+++ Material supplied
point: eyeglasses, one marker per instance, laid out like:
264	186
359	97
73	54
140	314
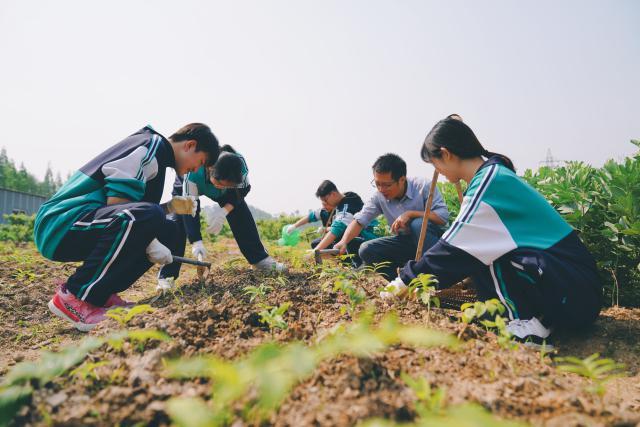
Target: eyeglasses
382	185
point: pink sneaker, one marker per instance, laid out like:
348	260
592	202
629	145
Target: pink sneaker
83	315
115	301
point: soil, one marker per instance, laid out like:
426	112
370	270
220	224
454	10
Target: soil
215	317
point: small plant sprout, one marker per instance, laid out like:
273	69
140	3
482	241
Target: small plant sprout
124	315
429	401
475	310
597	370
258	292
273	316
422	287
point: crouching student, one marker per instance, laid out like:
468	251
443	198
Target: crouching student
509	240
108	216
337	213
402	200
227	184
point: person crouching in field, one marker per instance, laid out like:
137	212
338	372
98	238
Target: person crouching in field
337	213
227	184
402	200
509	240
108	216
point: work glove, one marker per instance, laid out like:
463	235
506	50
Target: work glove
183	205
198	250
215	219
393	289
165	284
158	253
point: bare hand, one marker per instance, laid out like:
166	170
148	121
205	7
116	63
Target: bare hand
401	222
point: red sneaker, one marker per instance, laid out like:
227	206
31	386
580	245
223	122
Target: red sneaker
115	301
83	315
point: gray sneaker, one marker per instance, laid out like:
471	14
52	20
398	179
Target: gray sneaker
270	265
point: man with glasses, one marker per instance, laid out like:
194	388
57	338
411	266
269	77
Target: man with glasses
402	200
336	214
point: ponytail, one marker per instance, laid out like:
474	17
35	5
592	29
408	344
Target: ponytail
458	138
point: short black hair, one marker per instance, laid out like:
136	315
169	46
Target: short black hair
391	163
204	137
325	188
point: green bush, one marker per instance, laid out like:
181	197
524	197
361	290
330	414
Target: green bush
603	205
17	228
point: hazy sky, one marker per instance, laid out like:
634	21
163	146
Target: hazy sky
310	90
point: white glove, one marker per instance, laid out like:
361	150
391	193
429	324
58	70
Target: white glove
183	205
198	250
165	284
215	218
393	289
158	253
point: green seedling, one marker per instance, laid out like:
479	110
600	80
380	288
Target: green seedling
273	317
597	370
124	315
475	310
258	292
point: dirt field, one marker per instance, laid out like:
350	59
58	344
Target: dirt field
130	386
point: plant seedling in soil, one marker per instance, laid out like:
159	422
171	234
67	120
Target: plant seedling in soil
273	316
597	370
257	291
422	287
124	315
475	310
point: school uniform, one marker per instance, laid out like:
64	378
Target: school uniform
396	250
77	225
240	219
515	247
344	214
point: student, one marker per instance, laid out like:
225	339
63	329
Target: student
107	216
227	183
509	240
402	200
337	213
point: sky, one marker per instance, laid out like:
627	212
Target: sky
313	90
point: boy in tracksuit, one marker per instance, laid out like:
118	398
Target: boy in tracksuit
226	182
336	214
108	216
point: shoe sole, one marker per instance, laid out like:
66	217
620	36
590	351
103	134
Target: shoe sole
83	327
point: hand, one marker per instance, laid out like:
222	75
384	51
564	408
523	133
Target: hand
198	250
183	205
401	222
158	253
341	246
394	289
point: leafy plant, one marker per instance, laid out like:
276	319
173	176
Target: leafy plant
273	316
598	370
124	315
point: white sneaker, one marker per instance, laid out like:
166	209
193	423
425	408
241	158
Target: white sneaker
393	289
165	284
269	264
531	332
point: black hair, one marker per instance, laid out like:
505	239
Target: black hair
228	167
325	188
454	135
391	163
205	139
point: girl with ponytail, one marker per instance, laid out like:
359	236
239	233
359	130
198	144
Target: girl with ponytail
508	239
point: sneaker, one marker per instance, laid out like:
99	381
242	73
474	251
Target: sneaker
82	315
165	284
269	264
531	332
115	301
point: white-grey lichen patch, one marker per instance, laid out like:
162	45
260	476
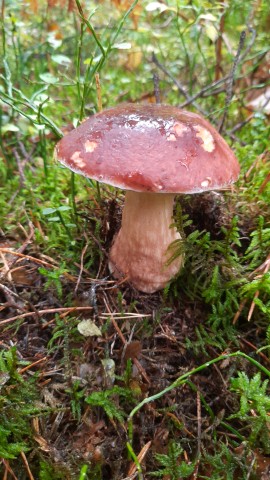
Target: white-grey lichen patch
179	129
206	137
78	160
207	182
90	146
171	137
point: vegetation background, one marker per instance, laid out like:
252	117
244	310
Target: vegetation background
99	381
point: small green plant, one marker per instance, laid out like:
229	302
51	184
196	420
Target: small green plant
254	407
54	278
172	465
215	464
108	400
17	398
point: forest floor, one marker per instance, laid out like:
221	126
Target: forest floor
97	380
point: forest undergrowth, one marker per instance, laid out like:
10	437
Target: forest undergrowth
97	380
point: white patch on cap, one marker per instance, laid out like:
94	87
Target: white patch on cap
171	137
90	146
208	141
179	129
78	160
207	182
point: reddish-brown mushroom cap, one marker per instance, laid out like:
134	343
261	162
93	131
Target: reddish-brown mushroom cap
150	148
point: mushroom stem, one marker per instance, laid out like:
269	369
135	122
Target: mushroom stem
140	249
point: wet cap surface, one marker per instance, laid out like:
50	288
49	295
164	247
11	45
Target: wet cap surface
150	148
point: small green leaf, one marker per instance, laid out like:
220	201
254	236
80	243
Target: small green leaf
48	78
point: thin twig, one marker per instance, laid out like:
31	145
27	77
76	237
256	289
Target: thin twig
229	94
42	312
27	465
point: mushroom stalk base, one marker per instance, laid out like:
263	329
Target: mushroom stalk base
140	249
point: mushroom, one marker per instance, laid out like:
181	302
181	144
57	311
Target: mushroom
154	152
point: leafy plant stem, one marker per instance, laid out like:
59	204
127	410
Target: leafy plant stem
183	378
135	460
63	223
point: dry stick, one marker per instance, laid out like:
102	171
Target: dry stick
156	87
204	90
22	370
140	457
199	435
219	44
229	94
81	267
42	312
180	87
8	470
27	466
98	86
136	361
20	169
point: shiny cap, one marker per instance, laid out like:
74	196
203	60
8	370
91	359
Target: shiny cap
150	148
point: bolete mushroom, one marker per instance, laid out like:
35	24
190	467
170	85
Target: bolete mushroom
154	152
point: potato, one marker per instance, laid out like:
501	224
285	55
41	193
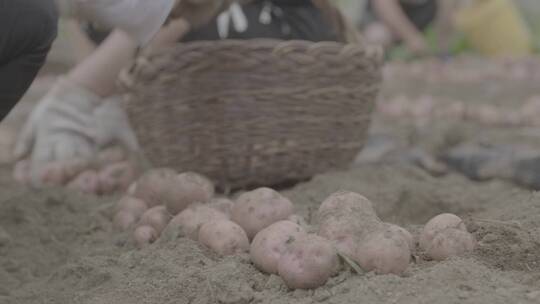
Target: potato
52	174
347	229
132	205
223	205
190	220
345	203
299	220
437	224
260	208
224	237
176	191
87	182
156	186
145	235
343	233
450	242
131	189
191	188
386	251
157	217
403	232
271	242
111	155
124	220
116	177
308	263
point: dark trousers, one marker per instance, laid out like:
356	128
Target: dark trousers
291	19
27	30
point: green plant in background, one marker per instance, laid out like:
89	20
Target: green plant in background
458	46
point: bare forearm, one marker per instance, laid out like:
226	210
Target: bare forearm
99	71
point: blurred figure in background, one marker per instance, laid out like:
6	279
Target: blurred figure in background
82	114
389	22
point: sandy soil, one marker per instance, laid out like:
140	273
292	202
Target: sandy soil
59	247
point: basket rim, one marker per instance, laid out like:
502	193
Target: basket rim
147	61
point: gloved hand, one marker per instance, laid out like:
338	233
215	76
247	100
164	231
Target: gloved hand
67	128
113	125
200	12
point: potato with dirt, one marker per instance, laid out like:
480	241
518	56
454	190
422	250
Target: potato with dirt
224	237
223	205
450	242
260	208
438	224
190	221
346	202
345	218
87	182
386	251
271	242
157	217
308	263
191	188
145	235
128	212
176	191
116	177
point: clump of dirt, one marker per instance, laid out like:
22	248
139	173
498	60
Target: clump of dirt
60	248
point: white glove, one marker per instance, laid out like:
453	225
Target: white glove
113	125
70	123
61	127
141	19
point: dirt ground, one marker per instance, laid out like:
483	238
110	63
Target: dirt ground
59	247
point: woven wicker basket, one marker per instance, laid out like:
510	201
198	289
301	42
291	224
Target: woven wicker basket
255	112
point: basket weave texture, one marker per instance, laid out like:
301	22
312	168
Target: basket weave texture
254	112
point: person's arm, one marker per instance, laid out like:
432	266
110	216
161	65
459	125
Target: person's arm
140	19
390	12
445	24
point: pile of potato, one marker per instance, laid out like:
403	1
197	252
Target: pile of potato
262	223
110	172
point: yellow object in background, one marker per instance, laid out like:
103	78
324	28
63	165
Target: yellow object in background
495	28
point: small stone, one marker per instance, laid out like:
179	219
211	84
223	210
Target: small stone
489	238
5	238
534	295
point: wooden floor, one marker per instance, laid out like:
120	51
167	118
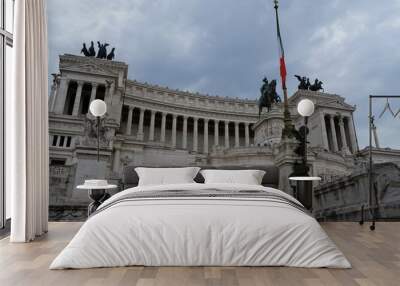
++++++
Directions
Skip the pictures and quote each line of the entries above, from the first through the line with "point: soil, one", exactly as it appears.

Written answer
point: eyeglasses, one marker per instance, laid out like:
264	186
359	97
73	54
140	314
Target: eyeglasses
382	185
point: pink sneaker, one marker per instance, laid out like:
348	260
592	202
629	145
Target: pink sneaker
83	315
115	301
point: soil, one marker per instance, laid out like:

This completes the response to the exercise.